CONSIGNA: Cuenta las líneas del material en las que aparece la cadena "sidewalk", distinguiendo entre mayúsculas y minúsculas. Indica únicamente el número.
════
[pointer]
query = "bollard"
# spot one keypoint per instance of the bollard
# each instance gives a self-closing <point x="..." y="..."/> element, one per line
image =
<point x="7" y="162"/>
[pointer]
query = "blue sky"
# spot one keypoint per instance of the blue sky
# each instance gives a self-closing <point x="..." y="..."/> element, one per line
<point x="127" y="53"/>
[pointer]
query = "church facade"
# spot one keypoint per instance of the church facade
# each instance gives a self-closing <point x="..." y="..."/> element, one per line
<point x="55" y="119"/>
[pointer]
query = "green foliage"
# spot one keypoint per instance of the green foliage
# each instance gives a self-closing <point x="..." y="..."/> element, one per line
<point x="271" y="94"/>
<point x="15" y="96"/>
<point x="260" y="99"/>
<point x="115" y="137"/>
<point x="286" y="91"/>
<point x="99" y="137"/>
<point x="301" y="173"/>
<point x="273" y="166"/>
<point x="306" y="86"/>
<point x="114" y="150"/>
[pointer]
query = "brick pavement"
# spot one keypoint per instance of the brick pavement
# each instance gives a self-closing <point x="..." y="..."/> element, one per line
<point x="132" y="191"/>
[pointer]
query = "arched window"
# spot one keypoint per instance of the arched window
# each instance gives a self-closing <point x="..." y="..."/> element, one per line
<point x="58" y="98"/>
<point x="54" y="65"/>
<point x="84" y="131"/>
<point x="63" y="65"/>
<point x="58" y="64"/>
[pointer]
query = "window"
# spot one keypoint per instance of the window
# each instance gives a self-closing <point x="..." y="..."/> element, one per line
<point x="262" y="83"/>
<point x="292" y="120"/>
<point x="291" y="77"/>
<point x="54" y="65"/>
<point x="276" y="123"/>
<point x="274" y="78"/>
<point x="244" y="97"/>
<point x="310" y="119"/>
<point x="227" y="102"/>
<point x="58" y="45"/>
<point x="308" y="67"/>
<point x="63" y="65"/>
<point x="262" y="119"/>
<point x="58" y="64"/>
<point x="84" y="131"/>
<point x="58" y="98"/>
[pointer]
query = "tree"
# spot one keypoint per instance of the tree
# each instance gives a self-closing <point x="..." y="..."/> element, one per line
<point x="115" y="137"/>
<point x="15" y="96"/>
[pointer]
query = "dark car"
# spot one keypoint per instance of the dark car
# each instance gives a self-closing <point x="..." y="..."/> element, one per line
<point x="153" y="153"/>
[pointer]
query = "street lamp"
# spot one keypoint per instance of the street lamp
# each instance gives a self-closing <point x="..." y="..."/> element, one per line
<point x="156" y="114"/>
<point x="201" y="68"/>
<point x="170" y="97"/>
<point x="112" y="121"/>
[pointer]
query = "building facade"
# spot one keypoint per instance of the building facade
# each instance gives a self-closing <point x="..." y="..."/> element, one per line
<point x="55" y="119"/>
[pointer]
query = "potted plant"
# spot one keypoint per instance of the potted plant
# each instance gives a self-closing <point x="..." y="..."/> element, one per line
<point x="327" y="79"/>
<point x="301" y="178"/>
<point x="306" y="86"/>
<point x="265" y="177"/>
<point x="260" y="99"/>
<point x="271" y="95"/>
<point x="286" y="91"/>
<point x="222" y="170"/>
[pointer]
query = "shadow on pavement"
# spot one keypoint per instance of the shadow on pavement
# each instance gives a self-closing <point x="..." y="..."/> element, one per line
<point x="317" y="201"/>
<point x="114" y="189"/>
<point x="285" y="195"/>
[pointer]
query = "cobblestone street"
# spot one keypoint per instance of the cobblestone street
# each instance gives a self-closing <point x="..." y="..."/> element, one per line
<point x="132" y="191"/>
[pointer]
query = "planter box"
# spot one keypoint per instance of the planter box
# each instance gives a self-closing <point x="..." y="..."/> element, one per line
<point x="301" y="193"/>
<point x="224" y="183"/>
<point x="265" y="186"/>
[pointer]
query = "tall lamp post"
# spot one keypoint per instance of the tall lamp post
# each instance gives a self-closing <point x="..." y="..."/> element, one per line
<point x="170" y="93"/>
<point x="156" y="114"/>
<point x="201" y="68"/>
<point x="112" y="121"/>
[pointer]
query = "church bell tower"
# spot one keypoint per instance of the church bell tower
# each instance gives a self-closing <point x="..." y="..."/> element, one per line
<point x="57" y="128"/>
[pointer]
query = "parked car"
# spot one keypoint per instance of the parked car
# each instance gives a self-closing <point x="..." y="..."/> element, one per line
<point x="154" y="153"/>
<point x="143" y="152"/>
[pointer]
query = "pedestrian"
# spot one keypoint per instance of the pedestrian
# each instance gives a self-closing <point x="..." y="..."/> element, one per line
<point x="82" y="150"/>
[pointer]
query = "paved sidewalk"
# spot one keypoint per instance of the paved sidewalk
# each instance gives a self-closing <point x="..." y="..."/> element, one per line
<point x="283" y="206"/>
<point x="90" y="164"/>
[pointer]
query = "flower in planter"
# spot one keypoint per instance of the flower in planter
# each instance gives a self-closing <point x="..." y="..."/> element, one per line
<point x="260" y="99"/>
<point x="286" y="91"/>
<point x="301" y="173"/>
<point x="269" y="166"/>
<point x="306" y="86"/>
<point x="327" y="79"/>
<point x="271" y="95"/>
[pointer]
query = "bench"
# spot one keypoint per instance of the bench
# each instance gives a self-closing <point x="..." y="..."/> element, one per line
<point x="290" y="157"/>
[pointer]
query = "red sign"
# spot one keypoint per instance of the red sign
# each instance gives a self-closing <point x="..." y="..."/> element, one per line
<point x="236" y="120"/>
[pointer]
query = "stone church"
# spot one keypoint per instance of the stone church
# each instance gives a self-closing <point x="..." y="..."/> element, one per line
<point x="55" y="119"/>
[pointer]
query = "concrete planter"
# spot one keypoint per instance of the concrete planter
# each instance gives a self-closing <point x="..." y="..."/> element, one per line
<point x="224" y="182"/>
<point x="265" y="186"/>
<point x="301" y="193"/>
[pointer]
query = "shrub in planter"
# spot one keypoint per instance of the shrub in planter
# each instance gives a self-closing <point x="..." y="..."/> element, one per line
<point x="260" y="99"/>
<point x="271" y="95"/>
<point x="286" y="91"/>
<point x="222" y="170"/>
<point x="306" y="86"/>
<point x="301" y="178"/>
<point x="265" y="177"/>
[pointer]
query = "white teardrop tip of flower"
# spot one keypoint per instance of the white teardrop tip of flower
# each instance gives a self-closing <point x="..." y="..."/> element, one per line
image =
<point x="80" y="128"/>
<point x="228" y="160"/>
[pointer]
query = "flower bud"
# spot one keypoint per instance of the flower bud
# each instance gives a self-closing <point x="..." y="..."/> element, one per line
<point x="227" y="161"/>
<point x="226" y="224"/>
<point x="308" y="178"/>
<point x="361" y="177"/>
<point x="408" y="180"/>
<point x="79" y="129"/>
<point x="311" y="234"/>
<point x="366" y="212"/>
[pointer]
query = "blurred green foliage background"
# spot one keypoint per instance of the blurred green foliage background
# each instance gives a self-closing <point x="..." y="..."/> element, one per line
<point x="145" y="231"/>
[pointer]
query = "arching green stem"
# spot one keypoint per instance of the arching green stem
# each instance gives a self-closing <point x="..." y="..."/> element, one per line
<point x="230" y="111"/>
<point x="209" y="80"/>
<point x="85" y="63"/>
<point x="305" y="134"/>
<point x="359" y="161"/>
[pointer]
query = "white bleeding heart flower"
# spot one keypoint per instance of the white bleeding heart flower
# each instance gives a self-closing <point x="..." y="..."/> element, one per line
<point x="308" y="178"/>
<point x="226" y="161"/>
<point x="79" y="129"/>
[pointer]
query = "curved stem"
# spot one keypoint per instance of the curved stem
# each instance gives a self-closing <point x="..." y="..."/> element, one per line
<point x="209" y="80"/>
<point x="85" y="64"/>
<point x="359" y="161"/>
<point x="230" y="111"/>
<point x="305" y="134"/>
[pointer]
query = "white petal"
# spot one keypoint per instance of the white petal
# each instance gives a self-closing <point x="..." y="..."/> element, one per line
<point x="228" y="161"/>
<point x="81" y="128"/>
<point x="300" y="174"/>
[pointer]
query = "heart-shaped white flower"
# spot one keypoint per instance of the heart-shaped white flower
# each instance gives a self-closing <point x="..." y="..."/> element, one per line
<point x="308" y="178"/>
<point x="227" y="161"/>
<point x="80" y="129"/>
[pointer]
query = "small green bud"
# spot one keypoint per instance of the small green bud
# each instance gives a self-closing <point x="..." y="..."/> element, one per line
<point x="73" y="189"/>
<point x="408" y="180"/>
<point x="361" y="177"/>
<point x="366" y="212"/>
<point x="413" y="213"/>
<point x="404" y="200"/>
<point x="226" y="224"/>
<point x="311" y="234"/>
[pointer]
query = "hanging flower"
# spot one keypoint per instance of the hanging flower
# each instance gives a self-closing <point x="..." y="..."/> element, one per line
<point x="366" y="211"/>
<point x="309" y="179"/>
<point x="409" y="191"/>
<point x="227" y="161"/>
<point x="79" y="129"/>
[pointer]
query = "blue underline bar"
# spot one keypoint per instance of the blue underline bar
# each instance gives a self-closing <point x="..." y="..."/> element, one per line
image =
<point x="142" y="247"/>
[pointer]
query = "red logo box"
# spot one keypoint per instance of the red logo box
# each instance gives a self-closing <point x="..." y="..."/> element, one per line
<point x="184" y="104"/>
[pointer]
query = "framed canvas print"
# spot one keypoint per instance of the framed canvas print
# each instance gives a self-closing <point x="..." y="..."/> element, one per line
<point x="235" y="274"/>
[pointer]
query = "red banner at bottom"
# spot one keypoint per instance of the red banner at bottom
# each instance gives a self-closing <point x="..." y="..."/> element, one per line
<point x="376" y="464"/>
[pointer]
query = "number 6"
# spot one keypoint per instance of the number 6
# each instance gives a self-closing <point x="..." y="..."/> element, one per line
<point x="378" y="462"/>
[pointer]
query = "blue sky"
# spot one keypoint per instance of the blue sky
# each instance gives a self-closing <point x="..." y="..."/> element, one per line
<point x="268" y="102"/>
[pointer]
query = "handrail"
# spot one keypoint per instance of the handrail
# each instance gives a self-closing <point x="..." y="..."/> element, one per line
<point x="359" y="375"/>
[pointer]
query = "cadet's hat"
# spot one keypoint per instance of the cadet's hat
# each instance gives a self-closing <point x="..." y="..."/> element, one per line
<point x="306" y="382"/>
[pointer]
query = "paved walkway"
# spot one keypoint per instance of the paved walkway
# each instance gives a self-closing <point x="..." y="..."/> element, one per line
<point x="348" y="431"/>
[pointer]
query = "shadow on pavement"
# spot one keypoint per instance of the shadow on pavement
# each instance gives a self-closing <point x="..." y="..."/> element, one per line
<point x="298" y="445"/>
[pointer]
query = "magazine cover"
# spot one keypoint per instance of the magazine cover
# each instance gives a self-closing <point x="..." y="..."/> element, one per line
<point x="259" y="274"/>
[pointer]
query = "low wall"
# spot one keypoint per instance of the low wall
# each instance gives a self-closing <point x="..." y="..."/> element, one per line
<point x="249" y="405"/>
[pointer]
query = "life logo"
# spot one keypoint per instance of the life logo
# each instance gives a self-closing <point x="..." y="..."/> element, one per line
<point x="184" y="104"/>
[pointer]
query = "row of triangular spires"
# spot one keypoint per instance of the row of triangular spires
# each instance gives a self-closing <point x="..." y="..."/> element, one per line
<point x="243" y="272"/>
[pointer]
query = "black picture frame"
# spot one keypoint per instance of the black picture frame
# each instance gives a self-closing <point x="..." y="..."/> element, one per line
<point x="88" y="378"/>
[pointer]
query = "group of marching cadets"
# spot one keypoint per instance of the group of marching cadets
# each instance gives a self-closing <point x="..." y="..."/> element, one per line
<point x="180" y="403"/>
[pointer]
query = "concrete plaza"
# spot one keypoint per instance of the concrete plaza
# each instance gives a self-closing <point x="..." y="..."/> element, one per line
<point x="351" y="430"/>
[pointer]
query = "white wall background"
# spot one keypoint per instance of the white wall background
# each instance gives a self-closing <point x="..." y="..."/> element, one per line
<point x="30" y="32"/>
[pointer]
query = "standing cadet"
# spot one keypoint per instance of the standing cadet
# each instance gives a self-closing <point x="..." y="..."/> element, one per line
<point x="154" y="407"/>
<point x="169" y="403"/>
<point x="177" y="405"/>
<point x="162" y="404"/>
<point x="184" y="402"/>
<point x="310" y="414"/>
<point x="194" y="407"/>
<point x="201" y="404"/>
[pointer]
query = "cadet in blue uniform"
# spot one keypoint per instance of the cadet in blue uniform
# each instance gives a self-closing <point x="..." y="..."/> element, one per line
════
RESPUESTA: 2